**Exercise requirements**:
In the records below, copy the line that contains "of the metal" and each line after it, word for word, through the last.

===

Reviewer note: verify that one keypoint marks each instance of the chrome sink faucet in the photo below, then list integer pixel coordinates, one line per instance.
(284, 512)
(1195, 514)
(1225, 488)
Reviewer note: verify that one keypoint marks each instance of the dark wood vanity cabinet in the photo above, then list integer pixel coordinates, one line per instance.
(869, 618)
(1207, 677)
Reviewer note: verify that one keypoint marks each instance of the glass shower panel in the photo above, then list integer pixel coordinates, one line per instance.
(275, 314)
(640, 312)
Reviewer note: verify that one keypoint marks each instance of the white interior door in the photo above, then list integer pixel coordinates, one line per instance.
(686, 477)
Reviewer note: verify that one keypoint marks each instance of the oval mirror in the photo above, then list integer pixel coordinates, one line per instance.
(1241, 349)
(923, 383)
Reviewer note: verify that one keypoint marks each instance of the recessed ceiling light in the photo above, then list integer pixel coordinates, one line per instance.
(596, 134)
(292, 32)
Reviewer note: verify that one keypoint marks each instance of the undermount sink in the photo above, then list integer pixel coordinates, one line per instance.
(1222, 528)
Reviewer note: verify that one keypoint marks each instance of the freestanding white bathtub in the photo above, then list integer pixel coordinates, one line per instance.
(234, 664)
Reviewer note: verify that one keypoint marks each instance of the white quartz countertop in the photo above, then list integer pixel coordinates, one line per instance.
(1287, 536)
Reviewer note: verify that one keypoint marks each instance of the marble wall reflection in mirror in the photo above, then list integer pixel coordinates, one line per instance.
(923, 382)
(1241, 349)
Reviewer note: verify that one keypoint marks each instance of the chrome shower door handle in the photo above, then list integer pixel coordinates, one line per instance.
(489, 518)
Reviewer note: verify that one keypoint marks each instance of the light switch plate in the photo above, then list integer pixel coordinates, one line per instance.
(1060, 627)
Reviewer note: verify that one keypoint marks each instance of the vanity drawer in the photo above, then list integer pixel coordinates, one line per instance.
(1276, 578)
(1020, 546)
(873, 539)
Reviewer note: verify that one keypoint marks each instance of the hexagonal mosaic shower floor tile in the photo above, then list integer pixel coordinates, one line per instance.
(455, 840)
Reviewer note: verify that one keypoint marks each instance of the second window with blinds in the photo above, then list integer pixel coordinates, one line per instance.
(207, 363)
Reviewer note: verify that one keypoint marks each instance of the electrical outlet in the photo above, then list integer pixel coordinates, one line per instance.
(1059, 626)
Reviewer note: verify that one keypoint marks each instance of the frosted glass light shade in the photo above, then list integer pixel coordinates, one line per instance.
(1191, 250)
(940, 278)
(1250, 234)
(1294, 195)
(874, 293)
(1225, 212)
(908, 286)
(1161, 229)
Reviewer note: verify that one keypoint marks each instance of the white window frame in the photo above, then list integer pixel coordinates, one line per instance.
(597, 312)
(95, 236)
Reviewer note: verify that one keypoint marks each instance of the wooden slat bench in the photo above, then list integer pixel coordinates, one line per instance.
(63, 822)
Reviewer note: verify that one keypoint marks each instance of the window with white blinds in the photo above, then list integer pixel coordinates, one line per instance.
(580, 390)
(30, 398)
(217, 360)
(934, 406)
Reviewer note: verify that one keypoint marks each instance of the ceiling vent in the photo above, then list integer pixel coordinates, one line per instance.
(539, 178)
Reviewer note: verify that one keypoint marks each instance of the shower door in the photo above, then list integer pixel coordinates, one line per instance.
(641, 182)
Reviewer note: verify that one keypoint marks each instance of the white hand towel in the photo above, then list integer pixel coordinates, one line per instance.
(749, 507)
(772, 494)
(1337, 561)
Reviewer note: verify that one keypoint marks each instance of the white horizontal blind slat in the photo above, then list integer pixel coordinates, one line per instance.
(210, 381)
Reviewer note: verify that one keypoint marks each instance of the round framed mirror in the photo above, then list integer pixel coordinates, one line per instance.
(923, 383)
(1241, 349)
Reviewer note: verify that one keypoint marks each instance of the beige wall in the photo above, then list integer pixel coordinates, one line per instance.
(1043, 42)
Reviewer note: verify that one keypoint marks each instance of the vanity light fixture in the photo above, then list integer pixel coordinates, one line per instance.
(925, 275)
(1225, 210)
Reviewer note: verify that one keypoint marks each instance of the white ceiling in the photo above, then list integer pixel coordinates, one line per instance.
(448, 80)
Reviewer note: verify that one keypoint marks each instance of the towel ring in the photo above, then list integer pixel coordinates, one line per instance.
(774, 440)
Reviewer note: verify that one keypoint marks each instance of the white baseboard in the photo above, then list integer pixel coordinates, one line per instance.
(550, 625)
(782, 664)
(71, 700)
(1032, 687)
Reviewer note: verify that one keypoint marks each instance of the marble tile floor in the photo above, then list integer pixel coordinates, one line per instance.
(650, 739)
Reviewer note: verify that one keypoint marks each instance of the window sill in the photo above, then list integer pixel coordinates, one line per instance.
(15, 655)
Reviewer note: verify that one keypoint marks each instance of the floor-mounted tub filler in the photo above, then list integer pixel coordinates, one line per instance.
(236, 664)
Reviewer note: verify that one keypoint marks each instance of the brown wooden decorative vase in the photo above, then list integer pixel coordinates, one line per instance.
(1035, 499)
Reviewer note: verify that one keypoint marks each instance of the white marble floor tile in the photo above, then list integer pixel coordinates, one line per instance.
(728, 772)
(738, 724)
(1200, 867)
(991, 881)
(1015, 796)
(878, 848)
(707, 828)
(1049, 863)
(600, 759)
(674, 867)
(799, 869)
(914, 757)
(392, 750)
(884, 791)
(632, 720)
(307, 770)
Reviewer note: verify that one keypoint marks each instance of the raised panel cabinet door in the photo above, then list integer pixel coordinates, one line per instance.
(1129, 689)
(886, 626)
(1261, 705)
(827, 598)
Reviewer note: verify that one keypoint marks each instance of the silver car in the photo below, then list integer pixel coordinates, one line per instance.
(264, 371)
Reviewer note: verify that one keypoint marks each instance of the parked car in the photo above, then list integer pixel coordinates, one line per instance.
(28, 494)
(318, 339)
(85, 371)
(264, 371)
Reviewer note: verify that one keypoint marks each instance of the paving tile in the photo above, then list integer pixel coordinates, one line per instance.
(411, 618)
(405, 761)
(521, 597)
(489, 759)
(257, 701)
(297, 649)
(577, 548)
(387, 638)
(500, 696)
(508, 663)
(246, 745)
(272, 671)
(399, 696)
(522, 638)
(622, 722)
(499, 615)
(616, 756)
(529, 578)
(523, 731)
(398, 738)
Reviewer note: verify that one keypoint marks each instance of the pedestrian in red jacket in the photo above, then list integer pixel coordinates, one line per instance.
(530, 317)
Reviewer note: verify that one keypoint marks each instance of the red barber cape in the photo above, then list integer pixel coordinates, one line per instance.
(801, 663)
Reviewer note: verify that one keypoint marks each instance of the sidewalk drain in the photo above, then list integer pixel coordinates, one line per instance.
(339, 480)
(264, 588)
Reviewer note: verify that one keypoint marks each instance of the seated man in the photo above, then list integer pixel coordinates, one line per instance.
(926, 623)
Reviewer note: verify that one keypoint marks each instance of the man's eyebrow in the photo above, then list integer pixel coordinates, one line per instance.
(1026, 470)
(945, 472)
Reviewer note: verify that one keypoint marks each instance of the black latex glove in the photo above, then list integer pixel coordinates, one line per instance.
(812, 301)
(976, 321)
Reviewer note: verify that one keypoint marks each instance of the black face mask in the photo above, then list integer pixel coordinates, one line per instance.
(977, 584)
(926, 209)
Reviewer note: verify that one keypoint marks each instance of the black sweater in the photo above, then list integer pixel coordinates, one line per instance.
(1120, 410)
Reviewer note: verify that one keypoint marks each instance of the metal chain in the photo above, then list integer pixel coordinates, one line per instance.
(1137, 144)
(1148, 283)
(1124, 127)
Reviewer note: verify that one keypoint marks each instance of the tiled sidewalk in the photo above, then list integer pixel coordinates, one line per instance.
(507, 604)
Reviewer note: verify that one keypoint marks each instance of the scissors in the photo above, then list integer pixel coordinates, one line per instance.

===

**Solution for this exercise**:
Reviewer note: verify that one keypoint marks each instance of the metal chain in the photo above, then list integer pixel coordinates, one line per instance.
(1137, 144)
(1148, 283)
(1124, 127)
Reviewer note: verify that one keypoint marks each instance of the tiled sidewalk in the photo above, then list integer pixel coordinates, one line per instance.
(507, 604)
Reviewer note: verify that one keypoint marks each instance of the scissors in the photo above, then list integer pixel coordinates, one line per instance.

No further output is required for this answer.